══ Passage ══

Random-Generator Interface similar to the ClockInterface

56 views
Skip to first unread message

Andreas Heigl

unread,
Sep 26, 2022, 2:46:39 AM9/26/22
to php...@googlegroups.com
Hey all.

A recent twitter-thread[1] left me thinking that while we have by now
multiple Clock-implementations to ease testing with Dates and times
there is not really a way currently to ease testing with randomnes.

PHP itself provides the random_int and random_bytes functions and some
libraries provide additional sources of randomnes. But there is no way
of being able to "assert a certain random value" which makes functions
requiring randomness hard to test.

ANd so far I have not found any interoperability standard in that
direction in the PHP-Ecosystem. There are some libraries (not a huge
number) but I did not find an interface for interoperability and better
testing.

I would therefore like to propose a "RandomGeneratorInterface" similar
to the "CLockInterface" in that it provides an interface that can then
be used to either inject a "SystemRandomGenerator" or a
"FrozenRandomGenerator" into a class to further down be able to use
predefined randomness-values to be able to write meaningful and reusable
tests as well as use a decent randomness-value.

The added advantage can be that future improvements on
randomness-generation can easily be used in applications as only a new
implementation of the RandomGeneratorInterface needs to be injected.

My current idea of an interface would look like this, but this is open
for debate within a working group.

interface RandomGeneratorInterface {

public function generateInt(int $min = PHP_INT_MIN, int $max =
PHP_INT_MAX): int;
public function generateBytes(int $length = 64): string;
public function generateString(int $length = 64, $chars =
[a-zA-Z0-9]): string;
}

This interface is influenced by Anthony Ferraras random-lib[2] as well
as by the PHP-internal CSPRNG-functions.

Is this something the FIG would benefit from?

Looking forward to a discussion.

Cheers

Andreas


[1]: https://twitter.com/ramsey/status/1574099413861306368
[2]: https://packagist.org/packages/ircmaxell/random-lib
--
,,,
(o o)

═══
══ Excerpted records ══

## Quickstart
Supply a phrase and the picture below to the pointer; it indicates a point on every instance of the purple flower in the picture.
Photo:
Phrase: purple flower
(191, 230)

═══

» **Directives**:
- 1) In the post about a random-generator interface, which two functions does PHP itself provide for randomness?
- 2) Go on with the post about a random-generator interface, starting from the point where it stops.
The items are not needed for this work.

» **Task-by-task answers**:
- 1) random_int and random_bytes.

- 2)
+---------------------------------------------------------ooO-(_)-Ooo-+
| Andreas Heigl |
| mailto:and...@heigl.org N 50°22'59.5" E 08°23'58" |
| https://andreas.heigl.org |
+---------------------------------------------------------------------+
| https://hei.gl/appointmentwithandreas |
+---------------------------------------------------------------------+

Bruce Weirdan

unread,
Sep 26, 2022, 3:00:59 AM9/26/22
to php...@googlegroups.com
On Mon, Sep 26, 2022 at 2:46 AM Andreas Heigl <and...@heigl.org> wrote:
>
> while we have by now
> multiple Clock-implementations to ease testing with Dates and times
> there is not really a way currently to ease testing with randomnes.
>
> PHP itself provides the random_int and random_bytes functions and some
> libraries provide additional sources of randomnes. But there is no way
> of being able to "assert a certain random value" which makes functions
> requiring randomness hard to test.
>
> ANd so far I have not found any interoperability standard in that
> direction in the PHP-Ecosystem. There are some libraries (not a huge
> number) but I did not find an interface for interoperability and better
> testing.

Isn't it already covered natively by https://wiki.php.net/rfc/rng_extension?

Andreas Heigl

unread,
Sep 26, 2022, 3:28:47 AM9/26/22
to php...@googlegroups.com
Hey Bruce

Thanks for the feedback!
IMO Yes and No.

The rng_extension describes the Random\Engine interface. This interface
has only the `generate` method which returns a string. The length of
this string can not be specified.

In general the idea of the whole package was to "Create a single
Randomizer class which provides various randomization methods (like get
int/bytes, shuffle string/arrays). This class will take an Engine
interface in the constructor which can be swapped based on users needs.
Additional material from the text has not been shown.